Segment Open
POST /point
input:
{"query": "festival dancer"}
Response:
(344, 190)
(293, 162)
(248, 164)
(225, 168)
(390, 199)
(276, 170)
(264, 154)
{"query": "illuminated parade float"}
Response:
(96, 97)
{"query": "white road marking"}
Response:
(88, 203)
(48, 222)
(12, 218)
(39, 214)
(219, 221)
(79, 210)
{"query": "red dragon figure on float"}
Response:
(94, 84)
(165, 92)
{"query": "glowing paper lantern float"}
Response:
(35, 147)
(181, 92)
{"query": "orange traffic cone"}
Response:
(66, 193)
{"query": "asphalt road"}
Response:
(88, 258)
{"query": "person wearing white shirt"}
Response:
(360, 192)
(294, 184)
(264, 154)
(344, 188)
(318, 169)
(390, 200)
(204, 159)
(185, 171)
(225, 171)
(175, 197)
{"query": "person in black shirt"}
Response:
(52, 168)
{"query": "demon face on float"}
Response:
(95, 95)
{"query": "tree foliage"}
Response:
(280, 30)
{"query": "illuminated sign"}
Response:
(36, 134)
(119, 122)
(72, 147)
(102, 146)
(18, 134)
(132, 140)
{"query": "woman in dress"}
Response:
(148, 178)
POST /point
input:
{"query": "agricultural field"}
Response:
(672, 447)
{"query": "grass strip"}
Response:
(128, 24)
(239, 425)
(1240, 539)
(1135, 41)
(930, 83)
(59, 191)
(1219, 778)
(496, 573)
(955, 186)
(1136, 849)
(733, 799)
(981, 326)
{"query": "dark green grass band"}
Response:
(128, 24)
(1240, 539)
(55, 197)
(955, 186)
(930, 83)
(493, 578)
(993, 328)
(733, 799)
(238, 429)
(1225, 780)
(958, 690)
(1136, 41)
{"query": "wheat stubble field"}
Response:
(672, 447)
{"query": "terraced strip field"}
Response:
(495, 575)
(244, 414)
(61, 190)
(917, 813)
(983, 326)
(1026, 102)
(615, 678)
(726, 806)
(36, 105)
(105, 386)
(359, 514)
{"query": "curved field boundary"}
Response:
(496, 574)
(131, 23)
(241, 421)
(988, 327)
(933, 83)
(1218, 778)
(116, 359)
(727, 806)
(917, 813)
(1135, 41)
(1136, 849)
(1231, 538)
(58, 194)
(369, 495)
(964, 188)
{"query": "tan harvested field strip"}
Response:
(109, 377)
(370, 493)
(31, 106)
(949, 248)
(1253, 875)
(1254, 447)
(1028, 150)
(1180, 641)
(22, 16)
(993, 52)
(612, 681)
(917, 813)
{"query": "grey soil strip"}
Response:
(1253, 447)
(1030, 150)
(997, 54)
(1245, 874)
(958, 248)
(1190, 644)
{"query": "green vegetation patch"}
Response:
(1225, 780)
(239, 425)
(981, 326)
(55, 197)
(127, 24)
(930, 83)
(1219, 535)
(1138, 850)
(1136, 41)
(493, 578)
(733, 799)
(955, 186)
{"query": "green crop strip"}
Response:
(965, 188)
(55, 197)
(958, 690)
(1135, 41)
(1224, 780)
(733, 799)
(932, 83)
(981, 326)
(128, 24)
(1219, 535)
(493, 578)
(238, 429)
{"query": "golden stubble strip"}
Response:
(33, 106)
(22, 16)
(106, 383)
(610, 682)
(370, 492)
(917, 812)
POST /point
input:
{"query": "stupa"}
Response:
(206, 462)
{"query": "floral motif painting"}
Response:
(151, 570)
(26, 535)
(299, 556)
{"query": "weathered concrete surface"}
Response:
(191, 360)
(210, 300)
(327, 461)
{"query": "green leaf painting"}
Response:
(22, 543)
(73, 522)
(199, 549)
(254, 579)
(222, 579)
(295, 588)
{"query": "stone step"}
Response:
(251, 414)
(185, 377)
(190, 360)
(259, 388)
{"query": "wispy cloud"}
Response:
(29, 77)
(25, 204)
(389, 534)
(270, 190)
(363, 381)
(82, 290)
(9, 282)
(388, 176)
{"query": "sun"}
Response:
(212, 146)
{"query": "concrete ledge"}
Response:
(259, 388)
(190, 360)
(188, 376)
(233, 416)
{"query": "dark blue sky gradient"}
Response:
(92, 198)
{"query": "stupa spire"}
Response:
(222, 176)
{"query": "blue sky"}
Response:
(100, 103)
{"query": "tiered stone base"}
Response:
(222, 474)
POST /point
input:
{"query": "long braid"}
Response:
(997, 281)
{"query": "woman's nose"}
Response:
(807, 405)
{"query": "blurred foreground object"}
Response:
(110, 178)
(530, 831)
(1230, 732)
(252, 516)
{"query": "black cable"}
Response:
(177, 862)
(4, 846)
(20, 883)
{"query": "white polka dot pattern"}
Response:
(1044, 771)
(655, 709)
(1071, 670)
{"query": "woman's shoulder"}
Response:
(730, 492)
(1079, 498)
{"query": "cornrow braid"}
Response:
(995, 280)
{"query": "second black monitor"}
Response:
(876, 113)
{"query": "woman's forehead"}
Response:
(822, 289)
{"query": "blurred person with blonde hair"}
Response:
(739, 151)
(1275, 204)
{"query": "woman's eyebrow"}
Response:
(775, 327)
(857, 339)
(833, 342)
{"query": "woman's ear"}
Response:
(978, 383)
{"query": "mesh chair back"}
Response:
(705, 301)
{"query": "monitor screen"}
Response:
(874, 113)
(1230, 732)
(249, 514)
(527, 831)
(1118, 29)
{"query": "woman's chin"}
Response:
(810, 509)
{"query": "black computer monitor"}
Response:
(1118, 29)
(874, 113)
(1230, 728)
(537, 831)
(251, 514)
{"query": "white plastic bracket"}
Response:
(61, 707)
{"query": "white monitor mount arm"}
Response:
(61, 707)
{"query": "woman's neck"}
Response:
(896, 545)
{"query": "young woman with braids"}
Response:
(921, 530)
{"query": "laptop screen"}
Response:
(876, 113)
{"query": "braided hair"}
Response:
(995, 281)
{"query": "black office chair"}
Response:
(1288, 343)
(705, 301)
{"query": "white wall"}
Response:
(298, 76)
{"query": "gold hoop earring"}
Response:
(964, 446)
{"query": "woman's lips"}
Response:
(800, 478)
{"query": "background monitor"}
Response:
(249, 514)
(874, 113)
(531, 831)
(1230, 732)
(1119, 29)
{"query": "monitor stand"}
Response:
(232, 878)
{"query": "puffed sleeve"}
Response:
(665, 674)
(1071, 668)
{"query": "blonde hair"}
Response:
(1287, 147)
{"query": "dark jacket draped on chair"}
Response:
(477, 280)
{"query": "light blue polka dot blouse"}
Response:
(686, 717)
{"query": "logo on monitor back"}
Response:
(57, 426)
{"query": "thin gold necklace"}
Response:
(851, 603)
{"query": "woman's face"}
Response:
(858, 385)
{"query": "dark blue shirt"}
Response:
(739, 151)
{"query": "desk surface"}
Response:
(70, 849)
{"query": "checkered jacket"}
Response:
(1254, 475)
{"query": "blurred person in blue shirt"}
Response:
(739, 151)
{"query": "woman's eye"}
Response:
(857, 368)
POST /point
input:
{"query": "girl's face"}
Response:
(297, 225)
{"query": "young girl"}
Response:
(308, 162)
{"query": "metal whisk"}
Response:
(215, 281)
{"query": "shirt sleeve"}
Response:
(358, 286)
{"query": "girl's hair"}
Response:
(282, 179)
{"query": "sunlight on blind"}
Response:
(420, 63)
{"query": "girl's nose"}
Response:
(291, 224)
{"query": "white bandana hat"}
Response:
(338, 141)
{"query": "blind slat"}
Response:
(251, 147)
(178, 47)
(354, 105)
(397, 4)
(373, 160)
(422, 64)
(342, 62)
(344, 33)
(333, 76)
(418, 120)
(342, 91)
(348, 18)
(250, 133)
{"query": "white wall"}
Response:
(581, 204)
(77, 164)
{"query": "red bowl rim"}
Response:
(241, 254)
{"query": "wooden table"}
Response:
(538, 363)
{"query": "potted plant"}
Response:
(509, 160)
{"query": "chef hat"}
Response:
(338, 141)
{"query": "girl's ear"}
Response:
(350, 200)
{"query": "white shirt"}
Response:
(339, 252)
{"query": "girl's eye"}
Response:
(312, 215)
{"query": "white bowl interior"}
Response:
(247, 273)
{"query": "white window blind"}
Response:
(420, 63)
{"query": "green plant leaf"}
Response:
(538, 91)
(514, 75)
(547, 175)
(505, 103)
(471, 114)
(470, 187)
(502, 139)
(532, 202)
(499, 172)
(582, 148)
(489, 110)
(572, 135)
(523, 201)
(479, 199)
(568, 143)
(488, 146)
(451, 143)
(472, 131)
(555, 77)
Segment Closed
• _To do_:
State, as a bare number, how many lines of the material include the string "field".

• _Task output_:
5